**The task**.
Add 150 to each coordinate in the answers in the records below, starting at the line that contains "[spot] the low" and ending at the last line of the records, and write out all of those lines again, requests included. Leave the pictures out of your answer.

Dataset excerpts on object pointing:
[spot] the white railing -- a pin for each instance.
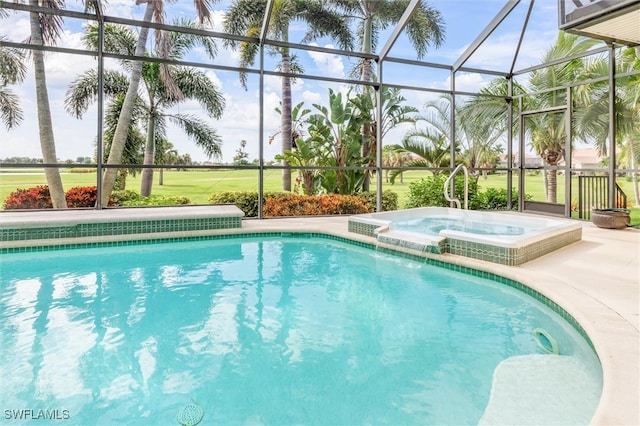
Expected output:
(449, 189)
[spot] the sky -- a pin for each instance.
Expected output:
(464, 20)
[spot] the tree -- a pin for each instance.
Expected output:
(154, 10)
(245, 18)
(591, 116)
(241, 156)
(45, 29)
(547, 131)
(429, 146)
(157, 97)
(339, 127)
(424, 28)
(12, 71)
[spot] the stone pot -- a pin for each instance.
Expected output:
(611, 218)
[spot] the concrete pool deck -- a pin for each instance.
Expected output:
(596, 280)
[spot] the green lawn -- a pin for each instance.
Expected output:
(198, 185)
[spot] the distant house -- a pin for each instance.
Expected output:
(582, 158)
(530, 160)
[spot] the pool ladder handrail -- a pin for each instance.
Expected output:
(447, 187)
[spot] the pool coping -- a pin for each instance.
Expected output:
(595, 280)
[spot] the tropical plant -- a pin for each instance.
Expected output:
(12, 71)
(548, 131)
(45, 29)
(156, 98)
(424, 28)
(339, 127)
(154, 10)
(245, 17)
(591, 115)
(394, 113)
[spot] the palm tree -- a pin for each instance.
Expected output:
(391, 158)
(429, 147)
(245, 18)
(424, 28)
(547, 131)
(153, 11)
(12, 71)
(592, 111)
(157, 96)
(394, 113)
(45, 29)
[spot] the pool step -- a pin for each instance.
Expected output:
(540, 390)
(420, 242)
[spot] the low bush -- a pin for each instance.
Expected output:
(156, 200)
(247, 201)
(315, 205)
(37, 197)
(495, 199)
(389, 199)
(429, 191)
(122, 196)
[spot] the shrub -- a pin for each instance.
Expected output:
(37, 197)
(389, 199)
(247, 201)
(495, 199)
(315, 205)
(156, 200)
(83, 196)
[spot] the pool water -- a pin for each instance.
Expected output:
(263, 331)
(433, 225)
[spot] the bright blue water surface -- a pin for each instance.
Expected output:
(261, 331)
(434, 224)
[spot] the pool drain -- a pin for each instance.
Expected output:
(190, 415)
(546, 342)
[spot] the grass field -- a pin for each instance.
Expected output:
(198, 185)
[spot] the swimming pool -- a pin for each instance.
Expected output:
(273, 330)
(499, 237)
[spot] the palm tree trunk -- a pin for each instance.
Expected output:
(285, 118)
(552, 186)
(634, 175)
(124, 120)
(45, 125)
(146, 181)
(367, 75)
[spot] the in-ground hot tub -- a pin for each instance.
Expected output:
(500, 237)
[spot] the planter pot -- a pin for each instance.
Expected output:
(611, 218)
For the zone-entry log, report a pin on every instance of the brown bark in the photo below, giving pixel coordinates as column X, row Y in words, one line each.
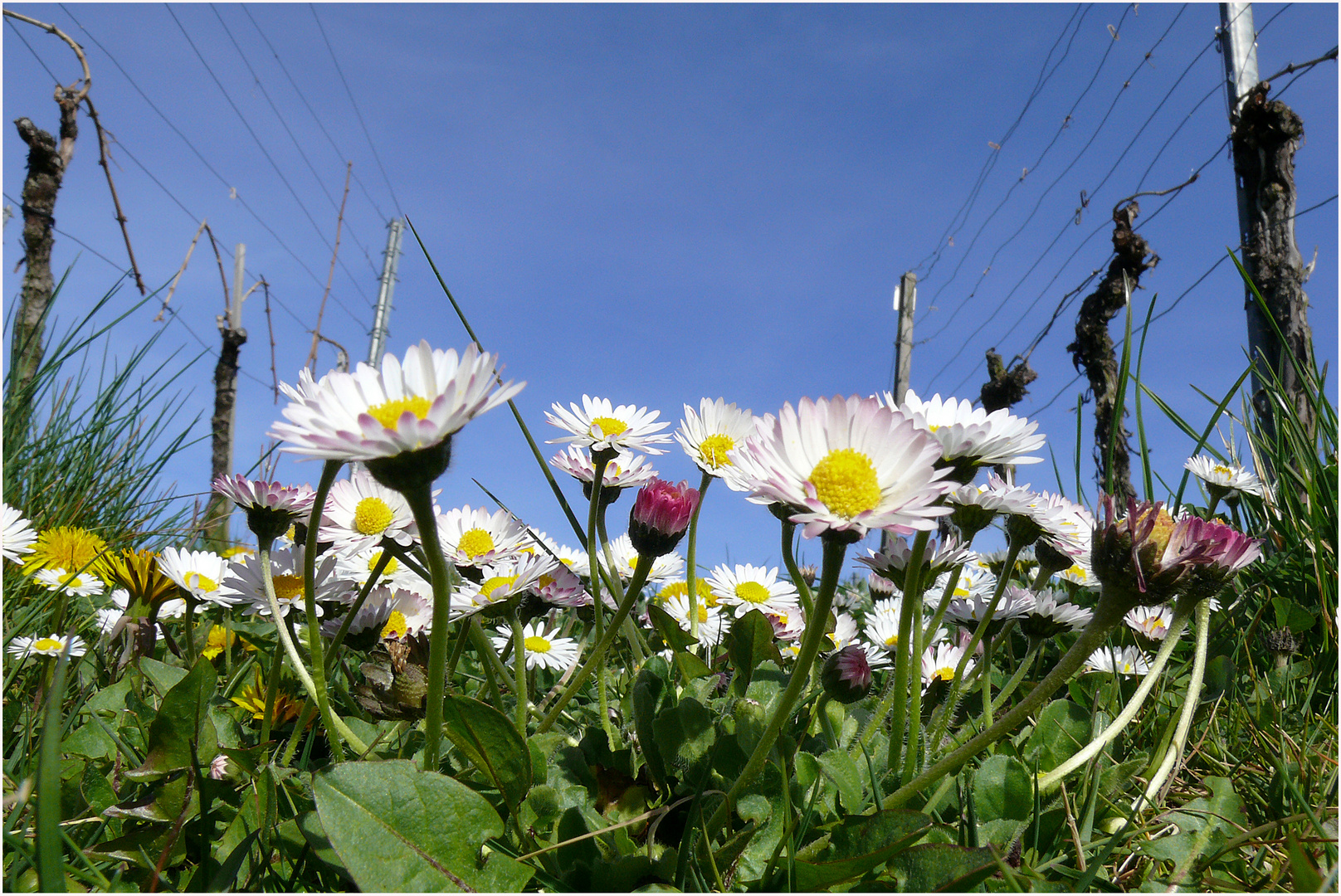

**Output below**.
[spot] the low bush -- a pin for each instance.
Expected output:
(306, 350)
(397, 351)
(465, 355)
(187, 347)
(645, 349)
(539, 349)
(579, 341)
(272, 346)
[spot] the shrub -- a pin for each instance.
Expected output:
(187, 347)
(539, 349)
(397, 351)
(645, 349)
(465, 355)
(306, 350)
(233, 346)
[spot] the pool water -- a pin for each instance.
Expected output:
(413, 481)
(583, 375)
[spot] the bright blue water surface -- a pin for each instance.
Expected output:
(411, 481)
(584, 374)
[spot] the pool drain -- a pin for each instance.
Expected output:
(340, 565)
(696, 492)
[spot] the grass field -- a pin for each instance.
Expected output:
(348, 335)
[spot] the swimming pool -- a pin for each instance.
Expected output:
(423, 480)
(649, 387)
[spot] the palm tree trunk -- a pin for each instance.
Expected output:
(435, 268)
(702, 336)
(784, 325)
(274, 270)
(195, 275)
(296, 331)
(517, 225)
[spot] the in-ground hot tub -- a pin for each instance.
Expected output:
(650, 387)
[spot] the planter pot -- a pin for each instance.
Expected output:
(761, 368)
For the zone-entry log, report a pin on every instance of the brown bark in the photo below, giving pixel coordinates as column X, row Y in words, one line each.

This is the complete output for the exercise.